>> BEGIN Listing

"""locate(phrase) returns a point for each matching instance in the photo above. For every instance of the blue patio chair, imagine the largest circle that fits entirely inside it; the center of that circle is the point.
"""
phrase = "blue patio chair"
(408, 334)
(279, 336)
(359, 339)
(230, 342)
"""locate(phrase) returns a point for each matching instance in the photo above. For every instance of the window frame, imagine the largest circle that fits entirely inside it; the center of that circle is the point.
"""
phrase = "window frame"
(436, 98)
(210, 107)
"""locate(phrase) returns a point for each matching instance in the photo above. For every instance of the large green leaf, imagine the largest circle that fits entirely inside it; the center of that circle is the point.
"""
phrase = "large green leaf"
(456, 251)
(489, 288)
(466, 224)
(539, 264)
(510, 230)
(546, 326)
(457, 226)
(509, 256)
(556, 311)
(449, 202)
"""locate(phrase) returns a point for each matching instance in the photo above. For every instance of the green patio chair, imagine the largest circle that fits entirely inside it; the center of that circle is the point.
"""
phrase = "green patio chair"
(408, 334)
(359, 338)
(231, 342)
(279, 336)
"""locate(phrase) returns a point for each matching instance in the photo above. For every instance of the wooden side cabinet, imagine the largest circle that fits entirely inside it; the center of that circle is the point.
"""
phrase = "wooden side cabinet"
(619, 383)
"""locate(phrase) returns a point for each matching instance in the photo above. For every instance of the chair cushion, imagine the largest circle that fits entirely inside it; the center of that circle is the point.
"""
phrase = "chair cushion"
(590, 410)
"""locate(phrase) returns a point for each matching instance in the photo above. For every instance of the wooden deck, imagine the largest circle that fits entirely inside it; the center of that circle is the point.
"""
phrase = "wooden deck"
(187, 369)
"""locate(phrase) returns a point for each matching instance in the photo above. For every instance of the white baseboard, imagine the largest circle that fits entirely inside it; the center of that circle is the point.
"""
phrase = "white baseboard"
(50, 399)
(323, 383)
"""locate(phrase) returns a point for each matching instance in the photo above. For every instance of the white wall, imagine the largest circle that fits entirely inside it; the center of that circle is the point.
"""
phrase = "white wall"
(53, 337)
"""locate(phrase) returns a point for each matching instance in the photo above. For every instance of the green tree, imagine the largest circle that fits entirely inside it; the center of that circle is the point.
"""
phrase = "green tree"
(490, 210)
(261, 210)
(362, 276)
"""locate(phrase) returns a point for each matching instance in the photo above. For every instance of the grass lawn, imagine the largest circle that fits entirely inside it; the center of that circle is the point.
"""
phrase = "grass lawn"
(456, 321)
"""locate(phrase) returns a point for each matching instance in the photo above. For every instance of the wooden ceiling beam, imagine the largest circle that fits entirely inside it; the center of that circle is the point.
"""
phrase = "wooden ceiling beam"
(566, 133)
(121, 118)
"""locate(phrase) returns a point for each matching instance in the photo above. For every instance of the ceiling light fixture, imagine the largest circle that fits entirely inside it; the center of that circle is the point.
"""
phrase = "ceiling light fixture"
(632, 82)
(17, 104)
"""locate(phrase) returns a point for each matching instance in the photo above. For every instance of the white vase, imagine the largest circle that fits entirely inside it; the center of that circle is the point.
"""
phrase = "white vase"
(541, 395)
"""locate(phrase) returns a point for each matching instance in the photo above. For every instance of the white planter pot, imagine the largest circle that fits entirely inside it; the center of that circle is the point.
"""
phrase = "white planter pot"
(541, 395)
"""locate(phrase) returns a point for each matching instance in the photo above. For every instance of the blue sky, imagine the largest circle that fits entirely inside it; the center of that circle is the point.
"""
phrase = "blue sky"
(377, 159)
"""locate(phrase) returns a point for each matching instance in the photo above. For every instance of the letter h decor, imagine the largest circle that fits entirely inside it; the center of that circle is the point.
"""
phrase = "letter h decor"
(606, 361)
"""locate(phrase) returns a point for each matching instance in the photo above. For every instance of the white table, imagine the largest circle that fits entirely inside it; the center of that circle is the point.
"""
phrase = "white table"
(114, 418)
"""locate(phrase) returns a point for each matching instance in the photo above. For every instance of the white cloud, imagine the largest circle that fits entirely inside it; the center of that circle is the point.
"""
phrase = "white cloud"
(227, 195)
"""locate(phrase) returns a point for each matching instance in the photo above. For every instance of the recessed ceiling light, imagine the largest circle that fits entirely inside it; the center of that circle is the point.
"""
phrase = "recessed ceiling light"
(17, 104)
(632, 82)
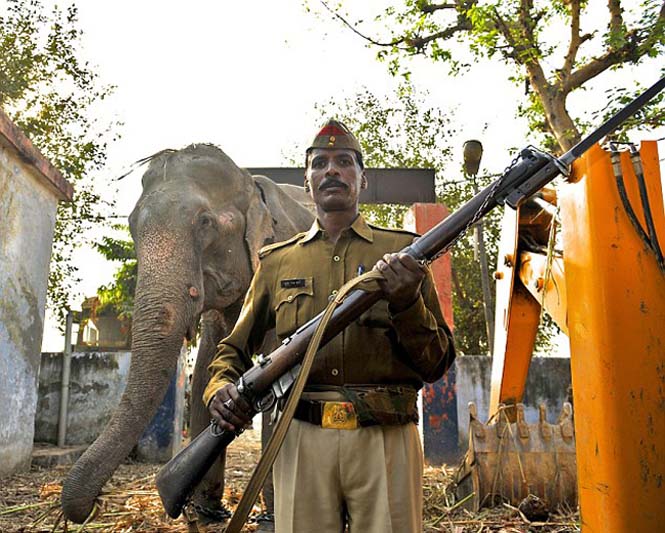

>> END Listing

§ Exercise aim
Copy out the data word for word, from the line containing "of the recessed" through the end of the data, and leave the pictures out.

§ Answer below
"""locate(phrase) returns a point for each matching instance in the photo above. For every instance of the recessed ceiling light, imagine the largest circle that fits entirely inside it; the center of that circle is the point.
"""
phrase = "recessed ceiling light"
(17, 104)
(632, 82)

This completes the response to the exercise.